#### [Written instruction]
Set down, in full, every record in the block.

━━━━━ Records

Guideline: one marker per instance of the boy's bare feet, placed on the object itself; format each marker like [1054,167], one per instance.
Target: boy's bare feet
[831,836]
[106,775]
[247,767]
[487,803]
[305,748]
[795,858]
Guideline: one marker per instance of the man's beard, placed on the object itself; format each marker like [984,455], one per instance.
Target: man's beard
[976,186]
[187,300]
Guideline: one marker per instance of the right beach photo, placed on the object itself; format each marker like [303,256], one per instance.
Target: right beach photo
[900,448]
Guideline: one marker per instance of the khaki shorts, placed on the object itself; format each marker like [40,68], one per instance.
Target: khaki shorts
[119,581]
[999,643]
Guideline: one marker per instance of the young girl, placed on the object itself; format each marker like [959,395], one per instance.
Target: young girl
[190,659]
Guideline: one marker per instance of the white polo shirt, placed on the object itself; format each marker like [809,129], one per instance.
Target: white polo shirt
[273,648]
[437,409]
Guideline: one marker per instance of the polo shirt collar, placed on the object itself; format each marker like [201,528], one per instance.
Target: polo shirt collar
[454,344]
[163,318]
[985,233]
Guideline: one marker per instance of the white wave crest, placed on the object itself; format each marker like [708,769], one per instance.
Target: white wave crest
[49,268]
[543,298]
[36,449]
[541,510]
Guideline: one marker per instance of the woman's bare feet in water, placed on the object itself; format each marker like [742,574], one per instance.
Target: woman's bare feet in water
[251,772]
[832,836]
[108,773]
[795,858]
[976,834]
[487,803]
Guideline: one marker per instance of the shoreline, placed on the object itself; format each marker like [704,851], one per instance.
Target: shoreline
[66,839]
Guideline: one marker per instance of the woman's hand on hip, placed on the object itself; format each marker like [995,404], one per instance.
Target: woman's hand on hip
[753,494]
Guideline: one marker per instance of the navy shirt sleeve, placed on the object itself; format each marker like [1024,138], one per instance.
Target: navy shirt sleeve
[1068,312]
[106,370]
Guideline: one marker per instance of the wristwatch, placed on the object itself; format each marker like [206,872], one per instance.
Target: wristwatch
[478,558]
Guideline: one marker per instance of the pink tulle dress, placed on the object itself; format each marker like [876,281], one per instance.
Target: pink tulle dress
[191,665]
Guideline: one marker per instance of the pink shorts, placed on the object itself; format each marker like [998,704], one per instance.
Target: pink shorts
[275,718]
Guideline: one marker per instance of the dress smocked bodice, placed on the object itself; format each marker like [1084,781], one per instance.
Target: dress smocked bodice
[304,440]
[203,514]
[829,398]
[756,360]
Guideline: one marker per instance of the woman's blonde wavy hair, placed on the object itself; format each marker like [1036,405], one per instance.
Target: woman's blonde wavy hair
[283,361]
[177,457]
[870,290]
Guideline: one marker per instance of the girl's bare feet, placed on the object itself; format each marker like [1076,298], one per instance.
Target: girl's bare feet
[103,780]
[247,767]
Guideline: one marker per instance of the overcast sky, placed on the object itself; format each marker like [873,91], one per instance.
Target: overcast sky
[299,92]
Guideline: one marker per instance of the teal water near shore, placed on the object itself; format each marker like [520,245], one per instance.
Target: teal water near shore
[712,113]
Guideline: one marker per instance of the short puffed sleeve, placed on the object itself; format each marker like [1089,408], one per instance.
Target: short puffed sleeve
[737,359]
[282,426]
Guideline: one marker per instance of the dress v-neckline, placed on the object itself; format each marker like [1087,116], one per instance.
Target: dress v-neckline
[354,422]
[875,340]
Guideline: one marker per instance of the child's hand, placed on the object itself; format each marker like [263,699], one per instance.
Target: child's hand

━━━━━━━━━━

#### [Exercise result]
Guideline: one marker per instance of the boy's bare feet, placed on the object itself; format each marker like [1054,167], one per instance.
Target: boy's bare feet
[831,836]
[106,775]
[247,767]
[487,803]
[305,748]
[795,858]
Guideline: one marker per instance of the man's beard, placed on the object itself; format each marker like [984,455], one per instance.
Target: man's beard
[976,186]
[187,300]
Guideline: one marker per instance of the right beach photo, placed on the object itself; format each marker like [303,256], one per instance.
Target: right beach photo
[900,448]
Guideline: one marker per instance of the khaki shorts, placed on the object itself; format each marker like [40,68], one per instance.
Target: khaki shorts
[119,581]
[999,643]
Guideline: one marker per instance of the young girl, placed on the object itself; format each marker like [959,395], one per instance.
Target: young girl
[190,659]
Guideline: one marker per instance of the white polo shirt, placed on the object itself; format each marker like [809,129], one per instance.
Target: white polo shirt
[273,648]
[437,409]
Guideline: one marker per instance of the polo shirt collar, placed on the object itself; format each marker like [201,528], one per instance.
Target: polo shirt collar
[454,344]
[163,318]
[985,233]
Guideline: one marker per instance of the white wave crest, placed on the object itself; format each marker like [708,769], one per instance.
Target: white wave crest
[49,268]
[543,298]
[36,449]
[541,510]
Guideline: one marker per instance of the woman's bare feet in water, placed on the object itself; format each marker like [742,574], one per instance.
Target: woman's bare feet in water
[251,772]
[832,836]
[108,773]
[795,858]
[976,834]
[487,803]
Guideline: one marker per instance of the shoreline, placed on the object itself; format each marker like [704,851], one per instance.
Target: shoreline
[66,839]
Guideline: one marker per instance of the woman's hand on hip, placed on the object itself; format each marker like [995,404], one per instance.
Target: woman's hand on hip
[753,494]
Guideline: one marker per instance of the navy shirt sleeve, placed on the object itself; format each marker like [1024,138], one per instance.
Target: navy shirt sleeve
[1068,312]
[106,370]
Guideline: one marker per instance of the wristwatch, placed on the object itself; format each marker like [206,872], one per instance.
Target: wristwatch
[478,558]
Guideline: one marker per instance of the pink tulle dress, placed on the object itself; format each marker like [876,281], one per instance.
Target: pink tulle dress
[191,665]
Guideline: one marker per instance of the pink shorts, placed on the object itself; format each marker like [998,704], one per instance.
Target: pink shorts
[275,718]
Guideline: one marker per instance of the dress smocked bodice, placed on the object itself; format each marker like [1084,781], one per instance.
Target: dress smocked bodice
[304,440]
[203,514]
[829,398]
[756,360]
Guideline: one marker per instance of the woman's blonde wavy hair, placed on the object itself; format each marker like [1036,405], one per instance.
Target: woman's blonde wavy hair
[283,361]
[177,457]
[870,290]
Guideline: one marker per instance of the girl's bare feet, placed on the object itself; format each marker like [1076,298], one per instance.
Target: girl's bare feet
[103,780]
[247,767]
Guideline: one marker per instance of the overcast sky, placed on the object itself; format each marker like [873,91], one per instance.
Target: overcast sky
[299,92]
Guideline: one marker per instance of the teal water near shore, placed on the object itself; format each marker like [520,245], one per instance.
Target: teal water near shore
[712,113]
Guideline: one marker per instance of the short puffed sleeve, placed on the object itself; format each marker like [1089,408], one per instance.
Target: short puffed sleeve
[737,359]
[282,426]
Guideline: one marker per instance of the dress v-neckline, placed on the object itself; format each marker like [1087,116], one per instance.
Target: dress v-neckline
[354,422]
[875,340]
Guideline: one marker per instance of the child's hand, placed on the object itself; format each marker like [263,699], one per instance.
Target: child's hand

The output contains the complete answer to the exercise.